EXERCISE DESCRIPTION: Output every record again so that it matches the original word for word.

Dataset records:
——————————
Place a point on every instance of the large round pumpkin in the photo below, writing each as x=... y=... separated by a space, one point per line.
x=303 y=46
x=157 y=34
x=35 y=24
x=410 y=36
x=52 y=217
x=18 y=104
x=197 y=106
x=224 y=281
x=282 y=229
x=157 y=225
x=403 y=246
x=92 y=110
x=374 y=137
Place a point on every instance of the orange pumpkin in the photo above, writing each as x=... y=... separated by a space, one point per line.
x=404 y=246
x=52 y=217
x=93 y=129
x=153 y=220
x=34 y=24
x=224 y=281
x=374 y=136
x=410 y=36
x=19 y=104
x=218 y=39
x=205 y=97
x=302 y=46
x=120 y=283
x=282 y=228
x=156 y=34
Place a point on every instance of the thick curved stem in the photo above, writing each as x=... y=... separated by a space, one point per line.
——————————
RESPONSE BELOW:
Place a point on every instance of the large round pumpkin in the photo below, writing each as x=... y=... separated by a space, one point per line.
x=303 y=46
x=157 y=34
x=35 y=24
x=410 y=36
x=52 y=217
x=18 y=104
x=197 y=106
x=224 y=281
x=282 y=229
x=157 y=225
x=403 y=246
x=92 y=110
x=374 y=137
Place a point on every instance of the orange pumpkin in the photo above, writing each as x=... y=... separated by a space, one point per line.
x=404 y=246
x=52 y=217
x=93 y=129
x=153 y=220
x=34 y=24
x=224 y=281
x=374 y=136
x=410 y=36
x=19 y=104
x=218 y=39
x=205 y=97
x=302 y=46
x=120 y=283
x=282 y=228
x=156 y=34
Place a point on every instance of the thick curved stem in the photo above, writing each as x=... y=... separated by a space, one point per line.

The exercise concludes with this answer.